**Aim of the task**
Print the lines below exactly, starting at the line that contains "Kindly outline every instance of the star" and ending with the last line.

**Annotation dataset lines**
┌────────
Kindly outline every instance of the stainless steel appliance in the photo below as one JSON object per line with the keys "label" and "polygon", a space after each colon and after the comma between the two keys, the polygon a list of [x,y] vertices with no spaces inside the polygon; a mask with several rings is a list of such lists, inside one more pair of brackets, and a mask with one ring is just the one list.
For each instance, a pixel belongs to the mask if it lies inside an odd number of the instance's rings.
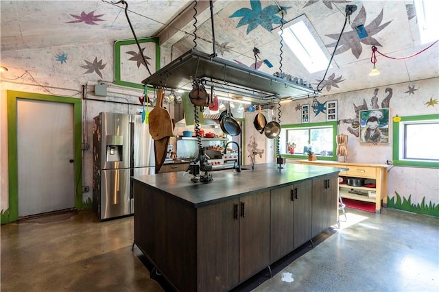
{"label": "stainless steel appliance", "polygon": [[93,210],[99,220],[134,213],[133,175],[154,174],[154,143],[141,116],[100,112],[93,124]]}

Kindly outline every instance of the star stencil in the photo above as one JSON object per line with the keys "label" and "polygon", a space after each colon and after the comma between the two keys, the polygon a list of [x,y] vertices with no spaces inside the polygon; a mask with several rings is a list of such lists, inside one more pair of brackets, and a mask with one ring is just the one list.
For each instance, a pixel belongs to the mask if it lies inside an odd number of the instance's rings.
└────────
**Worked solution**
Kindly outline every instance of the star stencil in the photo above as one JSON object per line with the keys "label" and "polygon", a space after each colon and after the comma between the two keys, the polygon a list of [x,y] vertices with no spaces inside the polygon; a mask with several rings is a list of such lists, inside one more pair of brackets, and a mask with one ring is just the one list.
For each instance, a pixel belongs to the mask if it lies inside an odd number of the instance's rings.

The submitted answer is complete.